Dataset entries

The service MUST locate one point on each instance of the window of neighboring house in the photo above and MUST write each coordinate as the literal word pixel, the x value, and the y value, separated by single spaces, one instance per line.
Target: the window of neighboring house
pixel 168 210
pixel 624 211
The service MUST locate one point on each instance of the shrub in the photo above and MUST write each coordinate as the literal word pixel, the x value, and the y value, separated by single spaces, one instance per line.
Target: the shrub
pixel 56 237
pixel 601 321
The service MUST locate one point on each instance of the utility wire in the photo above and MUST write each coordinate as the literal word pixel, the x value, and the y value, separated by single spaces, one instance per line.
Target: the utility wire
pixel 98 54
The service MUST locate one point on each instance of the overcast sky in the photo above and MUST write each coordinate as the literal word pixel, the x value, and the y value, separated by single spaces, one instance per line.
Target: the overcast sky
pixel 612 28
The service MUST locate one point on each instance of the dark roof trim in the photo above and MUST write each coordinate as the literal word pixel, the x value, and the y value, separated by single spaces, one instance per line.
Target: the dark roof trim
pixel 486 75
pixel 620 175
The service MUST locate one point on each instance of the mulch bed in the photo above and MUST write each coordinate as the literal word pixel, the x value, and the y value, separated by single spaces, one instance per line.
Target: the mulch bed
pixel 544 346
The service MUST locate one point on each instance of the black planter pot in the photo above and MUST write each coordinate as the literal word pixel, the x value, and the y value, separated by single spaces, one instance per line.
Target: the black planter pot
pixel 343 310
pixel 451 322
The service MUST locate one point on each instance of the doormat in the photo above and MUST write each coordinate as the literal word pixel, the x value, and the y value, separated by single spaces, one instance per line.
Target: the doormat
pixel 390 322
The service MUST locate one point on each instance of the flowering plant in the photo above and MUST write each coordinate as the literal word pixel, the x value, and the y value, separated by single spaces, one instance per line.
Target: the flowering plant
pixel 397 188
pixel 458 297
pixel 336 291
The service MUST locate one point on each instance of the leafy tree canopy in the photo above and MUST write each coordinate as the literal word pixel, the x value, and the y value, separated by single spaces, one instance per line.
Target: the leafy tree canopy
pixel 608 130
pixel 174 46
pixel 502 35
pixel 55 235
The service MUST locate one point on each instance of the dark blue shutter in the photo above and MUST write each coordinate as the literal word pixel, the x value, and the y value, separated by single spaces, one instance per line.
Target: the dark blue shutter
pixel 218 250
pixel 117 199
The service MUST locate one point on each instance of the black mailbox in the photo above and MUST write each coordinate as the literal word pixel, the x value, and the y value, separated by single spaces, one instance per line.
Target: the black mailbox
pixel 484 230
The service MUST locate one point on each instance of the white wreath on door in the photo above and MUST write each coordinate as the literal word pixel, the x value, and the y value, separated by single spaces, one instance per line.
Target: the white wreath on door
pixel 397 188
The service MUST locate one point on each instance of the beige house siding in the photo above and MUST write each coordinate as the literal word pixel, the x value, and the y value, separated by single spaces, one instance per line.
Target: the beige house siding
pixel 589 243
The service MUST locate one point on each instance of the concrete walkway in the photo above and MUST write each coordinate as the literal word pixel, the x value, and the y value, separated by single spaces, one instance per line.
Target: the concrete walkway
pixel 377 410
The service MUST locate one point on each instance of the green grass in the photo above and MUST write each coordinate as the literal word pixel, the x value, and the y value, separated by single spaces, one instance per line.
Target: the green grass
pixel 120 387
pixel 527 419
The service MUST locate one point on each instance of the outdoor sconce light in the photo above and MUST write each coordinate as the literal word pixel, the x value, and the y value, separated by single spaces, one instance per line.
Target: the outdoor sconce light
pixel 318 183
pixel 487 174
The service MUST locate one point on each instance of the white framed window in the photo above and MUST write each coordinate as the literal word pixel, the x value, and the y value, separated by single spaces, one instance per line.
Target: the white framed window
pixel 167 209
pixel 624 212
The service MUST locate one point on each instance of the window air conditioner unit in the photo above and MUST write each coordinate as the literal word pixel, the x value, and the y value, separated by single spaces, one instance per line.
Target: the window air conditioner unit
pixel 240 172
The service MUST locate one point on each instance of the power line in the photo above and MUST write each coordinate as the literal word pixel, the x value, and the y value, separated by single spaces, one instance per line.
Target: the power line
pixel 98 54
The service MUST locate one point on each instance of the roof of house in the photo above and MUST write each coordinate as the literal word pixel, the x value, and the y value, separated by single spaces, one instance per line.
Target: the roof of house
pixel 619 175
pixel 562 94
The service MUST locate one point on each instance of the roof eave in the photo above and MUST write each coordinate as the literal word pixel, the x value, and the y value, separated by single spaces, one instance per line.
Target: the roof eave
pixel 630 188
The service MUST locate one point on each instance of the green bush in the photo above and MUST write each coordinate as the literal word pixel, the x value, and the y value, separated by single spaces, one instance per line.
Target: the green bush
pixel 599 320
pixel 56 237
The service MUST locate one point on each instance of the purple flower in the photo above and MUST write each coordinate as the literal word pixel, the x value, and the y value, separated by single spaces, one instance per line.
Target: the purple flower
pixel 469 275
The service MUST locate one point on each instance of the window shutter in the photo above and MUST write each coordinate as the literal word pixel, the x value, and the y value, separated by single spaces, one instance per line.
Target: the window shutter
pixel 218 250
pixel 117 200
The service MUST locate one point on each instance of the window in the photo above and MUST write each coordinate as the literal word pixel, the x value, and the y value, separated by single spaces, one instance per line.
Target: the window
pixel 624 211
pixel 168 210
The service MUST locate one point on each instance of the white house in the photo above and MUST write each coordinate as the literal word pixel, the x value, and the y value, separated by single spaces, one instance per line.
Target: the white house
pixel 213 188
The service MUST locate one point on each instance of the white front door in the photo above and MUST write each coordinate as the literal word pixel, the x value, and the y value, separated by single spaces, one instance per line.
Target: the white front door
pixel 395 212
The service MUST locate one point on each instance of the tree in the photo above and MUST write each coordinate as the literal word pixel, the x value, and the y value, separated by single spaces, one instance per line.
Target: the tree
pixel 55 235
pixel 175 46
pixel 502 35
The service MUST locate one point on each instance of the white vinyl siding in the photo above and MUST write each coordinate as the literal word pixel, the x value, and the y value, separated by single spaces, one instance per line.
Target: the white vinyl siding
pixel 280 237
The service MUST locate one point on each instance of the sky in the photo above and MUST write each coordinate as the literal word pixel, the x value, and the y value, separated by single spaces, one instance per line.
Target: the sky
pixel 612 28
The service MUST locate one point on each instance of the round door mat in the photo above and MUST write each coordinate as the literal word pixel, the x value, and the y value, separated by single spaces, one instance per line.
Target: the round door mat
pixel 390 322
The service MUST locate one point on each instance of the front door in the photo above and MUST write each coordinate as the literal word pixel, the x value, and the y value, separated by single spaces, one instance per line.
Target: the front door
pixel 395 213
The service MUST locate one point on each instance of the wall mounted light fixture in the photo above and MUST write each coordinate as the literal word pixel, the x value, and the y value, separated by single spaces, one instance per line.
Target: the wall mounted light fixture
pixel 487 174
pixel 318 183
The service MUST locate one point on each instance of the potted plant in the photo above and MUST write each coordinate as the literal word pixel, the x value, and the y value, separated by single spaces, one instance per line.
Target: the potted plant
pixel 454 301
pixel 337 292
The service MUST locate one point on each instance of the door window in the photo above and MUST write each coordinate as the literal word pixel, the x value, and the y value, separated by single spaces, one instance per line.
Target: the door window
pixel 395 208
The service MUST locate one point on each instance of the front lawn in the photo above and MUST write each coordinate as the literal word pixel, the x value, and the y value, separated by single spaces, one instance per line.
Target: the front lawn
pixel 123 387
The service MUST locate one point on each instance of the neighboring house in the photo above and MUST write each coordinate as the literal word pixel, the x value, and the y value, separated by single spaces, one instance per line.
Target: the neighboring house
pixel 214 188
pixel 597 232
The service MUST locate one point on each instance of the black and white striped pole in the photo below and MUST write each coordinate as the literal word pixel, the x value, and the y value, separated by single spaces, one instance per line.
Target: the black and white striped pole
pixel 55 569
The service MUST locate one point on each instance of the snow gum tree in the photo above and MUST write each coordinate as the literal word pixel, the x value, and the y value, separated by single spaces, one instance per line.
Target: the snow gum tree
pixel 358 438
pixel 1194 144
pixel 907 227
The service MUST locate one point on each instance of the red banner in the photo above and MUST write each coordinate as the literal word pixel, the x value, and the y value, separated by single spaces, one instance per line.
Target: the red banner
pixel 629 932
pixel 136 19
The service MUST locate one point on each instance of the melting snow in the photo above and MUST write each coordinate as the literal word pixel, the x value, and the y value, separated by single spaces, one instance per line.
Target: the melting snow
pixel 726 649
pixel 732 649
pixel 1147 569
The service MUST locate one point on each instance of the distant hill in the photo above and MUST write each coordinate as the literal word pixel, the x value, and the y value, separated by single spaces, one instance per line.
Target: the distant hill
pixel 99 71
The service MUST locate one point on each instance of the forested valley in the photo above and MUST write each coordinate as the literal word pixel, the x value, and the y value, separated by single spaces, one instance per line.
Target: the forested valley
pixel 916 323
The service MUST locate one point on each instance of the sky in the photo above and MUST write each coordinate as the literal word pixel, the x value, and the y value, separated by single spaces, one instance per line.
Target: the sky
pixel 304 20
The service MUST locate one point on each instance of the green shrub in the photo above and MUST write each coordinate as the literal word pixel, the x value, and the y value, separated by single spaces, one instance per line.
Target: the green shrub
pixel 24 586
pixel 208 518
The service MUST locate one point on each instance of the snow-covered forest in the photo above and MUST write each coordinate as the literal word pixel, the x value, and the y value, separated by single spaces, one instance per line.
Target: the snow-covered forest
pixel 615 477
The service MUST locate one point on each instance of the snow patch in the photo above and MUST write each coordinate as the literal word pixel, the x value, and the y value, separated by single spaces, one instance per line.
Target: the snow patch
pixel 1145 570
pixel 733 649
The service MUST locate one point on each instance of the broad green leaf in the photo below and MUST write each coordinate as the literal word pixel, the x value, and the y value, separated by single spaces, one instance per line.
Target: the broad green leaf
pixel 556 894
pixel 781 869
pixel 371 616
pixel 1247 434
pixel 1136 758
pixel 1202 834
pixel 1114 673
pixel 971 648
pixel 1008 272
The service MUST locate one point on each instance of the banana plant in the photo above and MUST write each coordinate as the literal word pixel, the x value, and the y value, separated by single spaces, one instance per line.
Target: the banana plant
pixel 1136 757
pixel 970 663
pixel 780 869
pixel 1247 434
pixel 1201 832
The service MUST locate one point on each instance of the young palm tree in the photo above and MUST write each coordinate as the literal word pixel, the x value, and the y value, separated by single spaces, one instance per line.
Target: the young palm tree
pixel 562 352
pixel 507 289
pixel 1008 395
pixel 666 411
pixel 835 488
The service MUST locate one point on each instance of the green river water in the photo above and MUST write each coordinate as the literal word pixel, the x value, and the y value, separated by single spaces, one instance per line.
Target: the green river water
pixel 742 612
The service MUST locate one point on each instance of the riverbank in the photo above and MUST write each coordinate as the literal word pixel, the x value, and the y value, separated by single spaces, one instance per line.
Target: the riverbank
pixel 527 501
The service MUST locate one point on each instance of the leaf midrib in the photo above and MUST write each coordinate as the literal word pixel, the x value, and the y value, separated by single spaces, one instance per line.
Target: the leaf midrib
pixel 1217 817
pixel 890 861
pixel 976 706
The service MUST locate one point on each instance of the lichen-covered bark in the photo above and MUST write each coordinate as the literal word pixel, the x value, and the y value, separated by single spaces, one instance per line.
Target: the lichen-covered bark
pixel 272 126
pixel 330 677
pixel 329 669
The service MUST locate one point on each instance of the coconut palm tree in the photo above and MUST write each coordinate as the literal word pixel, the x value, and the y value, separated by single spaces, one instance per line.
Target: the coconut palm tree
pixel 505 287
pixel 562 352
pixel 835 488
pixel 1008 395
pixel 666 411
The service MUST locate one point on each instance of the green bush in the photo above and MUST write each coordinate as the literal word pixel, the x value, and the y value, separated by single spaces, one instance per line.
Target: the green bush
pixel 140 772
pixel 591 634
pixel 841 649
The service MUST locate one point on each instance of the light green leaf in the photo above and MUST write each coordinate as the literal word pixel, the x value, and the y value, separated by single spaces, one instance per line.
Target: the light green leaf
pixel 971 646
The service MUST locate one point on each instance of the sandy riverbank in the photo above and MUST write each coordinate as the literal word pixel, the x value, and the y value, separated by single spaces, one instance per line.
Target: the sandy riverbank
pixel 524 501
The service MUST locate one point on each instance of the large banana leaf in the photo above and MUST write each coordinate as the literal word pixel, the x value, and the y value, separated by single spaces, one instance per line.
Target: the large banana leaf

What this task involves » Above are the records. Identify each line that contains the word "large".

Answer space »
The service MUST locate one point on each instance of the large banana leaf in the photo above and MUST write each coordinate as the literal word pixel, the x value, and the y value, separated by single spaces, one instance per line.
Target: the large banana leaf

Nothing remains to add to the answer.